**Location labeling records**
════════

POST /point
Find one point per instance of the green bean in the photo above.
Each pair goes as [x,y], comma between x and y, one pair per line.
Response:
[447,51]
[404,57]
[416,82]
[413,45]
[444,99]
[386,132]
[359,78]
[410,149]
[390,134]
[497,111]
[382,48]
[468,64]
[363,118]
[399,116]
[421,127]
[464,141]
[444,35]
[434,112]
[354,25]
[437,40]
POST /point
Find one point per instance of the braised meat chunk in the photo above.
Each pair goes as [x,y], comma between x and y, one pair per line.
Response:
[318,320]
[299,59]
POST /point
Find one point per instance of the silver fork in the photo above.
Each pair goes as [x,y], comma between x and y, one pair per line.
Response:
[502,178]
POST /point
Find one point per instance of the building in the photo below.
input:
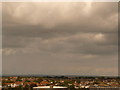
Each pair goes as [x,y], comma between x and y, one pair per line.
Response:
[50,88]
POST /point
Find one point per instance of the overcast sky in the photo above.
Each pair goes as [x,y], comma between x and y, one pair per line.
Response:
[60,38]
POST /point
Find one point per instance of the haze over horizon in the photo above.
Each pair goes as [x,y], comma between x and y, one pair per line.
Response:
[60,38]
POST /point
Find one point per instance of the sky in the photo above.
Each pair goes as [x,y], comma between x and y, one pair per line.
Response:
[60,38]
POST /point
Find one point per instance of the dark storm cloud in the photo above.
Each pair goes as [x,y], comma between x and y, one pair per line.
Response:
[80,34]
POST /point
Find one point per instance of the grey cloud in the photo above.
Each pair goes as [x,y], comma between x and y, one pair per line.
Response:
[74,35]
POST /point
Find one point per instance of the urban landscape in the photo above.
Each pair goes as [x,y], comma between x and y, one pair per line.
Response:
[59,82]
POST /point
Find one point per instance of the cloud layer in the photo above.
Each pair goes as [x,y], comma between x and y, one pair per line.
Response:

════════

**INSTRUCTIONS TO FOLLOW**
Exclude the images, then output the data above word for word.

**EXERCISE SOLUTION**
POST /point
Find one point per instance of the green bean in the photo above.
Each pair goes as [x,y], comma between x and y, one pair per line.
Response:
[447,51]
[404,57]
[416,82]
[413,45]
[444,99]
[386,132]
[359,78]
[410,149]
[390,134]
[497,111]
[382,48]
[468,64]
[363,118]
[399,116]
[421,127]
[464,141]
[444,35]
[434,112]
[354,25]
[437,40]
POST /point
Find one point per instance of the braised meat chunk in the photo above.
Each pair goes as [x,y], comma between x and y, one pair per line.
Response:
[318,320]
[299,59]
POST /point
Find one point per instance of the silver fork in the photo above.
Each pair goes as [x,y], comma between x and y, one pair per line.
Response:
[502,178]
POST /point
Find one point per instance of the building in the photo below.
input:
Each pair goes as [x,y], comma between x and y, one pair per line.
Response:
[50,88]
POST /point
Find one point per instance of the overcast sky in the photo above.
Each pair goes as [x,y], comma between x and y, one pair per line.
Response:
[60,38]
POST /point
Find one point per instance of the haze over horizon in the photo above.
Each pair goes as [x,y], comma between x and y, one pair per line.
Response:
[60,38]
POST /point
Find one point per instance of the sky in the photo above.
Each pair goes as [x,y], comma between x and y, one pair per line.
Response:
[60,38]
POST /point
Find one point per instance of the dark storm cloud in the photo above.
Each pair goes as [x,y], comma between x and y, one pair per line.
Response:
[80,34]
POST /point
Find one point per instance of the grey cloud in the photo above.
Each pair goes as [x,y], comma between x and y, one pair per line.
Response:
[74,35]
POST /point
Find one point per instance of the urban landscape in the photo above.
Each pair goes as [x,y], comma between x and y, one pair per line.
Response:
[59,82]
POST /point
Find one point per instance of the cloud layer in the photo above.
Each pair goes as [x,y], comma between x and y, one pair per line.
Response:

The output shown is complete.